» Your task
Output each record exactly. Leave none out.

» Source material
= = = = = = =

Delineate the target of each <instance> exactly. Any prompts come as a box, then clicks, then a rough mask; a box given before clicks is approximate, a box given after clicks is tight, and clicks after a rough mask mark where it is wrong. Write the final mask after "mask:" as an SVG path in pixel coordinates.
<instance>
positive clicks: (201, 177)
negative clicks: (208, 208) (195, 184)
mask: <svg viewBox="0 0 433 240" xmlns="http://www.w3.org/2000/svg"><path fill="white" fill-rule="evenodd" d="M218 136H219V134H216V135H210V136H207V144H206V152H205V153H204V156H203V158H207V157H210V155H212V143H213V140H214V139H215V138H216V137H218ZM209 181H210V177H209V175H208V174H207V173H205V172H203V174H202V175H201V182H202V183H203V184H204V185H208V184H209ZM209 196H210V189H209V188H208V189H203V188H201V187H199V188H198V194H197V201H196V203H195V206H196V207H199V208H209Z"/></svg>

= = = = = = =

» Exercise response
Delineate the target of each <instance> exactly. Any prompts come as a box, then clicks, then a rough mask; a box given before clicks is approximate, a box given after clicks is tight, and clicks after a rough mask mark where it is wrong. Write the final mask after "mask:" as an SVG path in pixel coordinates.
<instance>
positive clicks: (201, 177)
negative clicks: (208, 208) (195, 184)
mask: <svg viewBox="0 0 433 240" xmlns="http://www.w3.org/2000/svg"><path fill="white" fill-rule="evenodd" d="M218 136H219V134H216V135H210V136H207V144H206V152H205V153H204V156H203V158H207V157H210V155H212V143H213V140H214V139H215V138H216V137H218ZM209 181H210V177H209V175H208V174H207V173H205V172H203V174H202V175H201V182H202V183H203V184H204V185H208V184H209ZM209 196H210V189H209V188H208V189H203V188H201V187H199V188H198V194H197V201H196V203H195V206H196V207H199V208H209Z"/></svg>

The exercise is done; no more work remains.